(Outline annotations for objects)

----------------

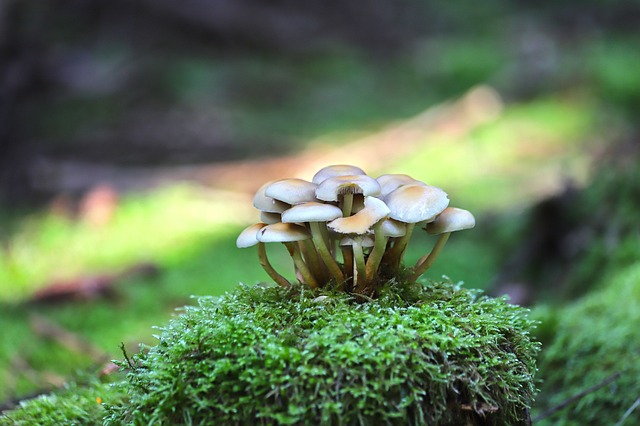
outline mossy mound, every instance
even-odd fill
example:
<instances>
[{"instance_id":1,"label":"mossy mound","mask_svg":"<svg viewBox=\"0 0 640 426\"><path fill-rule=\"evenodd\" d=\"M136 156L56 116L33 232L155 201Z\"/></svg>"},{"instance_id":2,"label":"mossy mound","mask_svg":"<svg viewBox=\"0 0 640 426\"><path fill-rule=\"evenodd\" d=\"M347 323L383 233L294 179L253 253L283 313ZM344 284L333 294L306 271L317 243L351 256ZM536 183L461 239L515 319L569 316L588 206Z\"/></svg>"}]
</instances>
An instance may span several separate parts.
<instances>
[{"instance_id":1,"label":"mossy mound","mask_svg":"<svg viewBox=\"0 0 640 426\"><path fill-rule=\"evenodd\" d=\"M525 424L534 322L449 282L377 300L302 288L203 297L127 360L106 424Z\"/></svg>"},{"instance_id":2,"label":"mossy mound","mask_svg":"<svg viewBox=\"0 0 640 426\"><path fill-rule=\"evenodd\" d=\"M553 337L541 359L538 409L544 412L585 393L541 424L640 424L640 408L633 409L640 396L640 263L604 284L575 304L541 316Z\"/></svg>"}]
</instances>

----------------

§ TASK TO COMPLETE:
Lay out the lines above as a Markdown table with the columns n and Line, one row per line, numbered in order and with blank lines left out. Leave the pictures out of the answer.

§ REPLY:
| n | Line |
|---|---|
| 1 | outline mossy mound, every instance |
| 2 | even-odd fill |
| 3 | example: |
| 4 | <instances> |
| 5 | [{"instance_id":1,"label":"mossy mound","mask_svg":"<svg viewBox=\"0 0 640 426\"><path fill-rule=\"evenodd\" d=\"M136 156L56 116L33 232L155 201Z\"/></svg>"},{"instance_id":2,"label":"mossy mound","mask_svg":"<svg viewBox=\"0 0 640 426\"><path fill-rule=\"evenodd\" d=\"M347 323L383 233L294 179L253 253L283 313ZM344 284L333 294L306 271L317 243L351 256ZM536 183L461 239L515 319L569 316L588 206Z\"/></svg>"}] |
| 6 | </instances> |
| 7 | An instance may span several separate parts. |
| 8 | <instances> |
| 9 | [{"instance_id":1,"label":"mossy mound","mask_svg":"<svg viewBox=\"0 0 640 426\"><path fill-rule=\"evenodd\" d=\"M525 424L534 322L449 282L377 300L302 288L203 297L127 360L106 424Z\"/></svg>"},{"instance_id":2,"label":"mossy mound","mask_svg":"<svg viewBox=\"0 0 640 426\"><path fill-rule=\"evenodd\" d=\"M553 337L541 359L538 409L544 412L585 393L541 424L640 424L640 408L633 409L640 396L640 263L604 284L575 304L541 316Z\"/></svg>"}] |
| 10 | </instances> |